## What is expected
The line containing "wanted | one" marks where copying starts, so set down that line and each one after it exactly, through the end of the records.

## Information shown
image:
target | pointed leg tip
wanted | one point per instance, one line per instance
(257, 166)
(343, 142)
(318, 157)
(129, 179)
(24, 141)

## Solution for this task
wanted | one point per instance, one line per instance
(257, 166)
(343, 142)
(318, 157)
(129, 179)
(24, 141)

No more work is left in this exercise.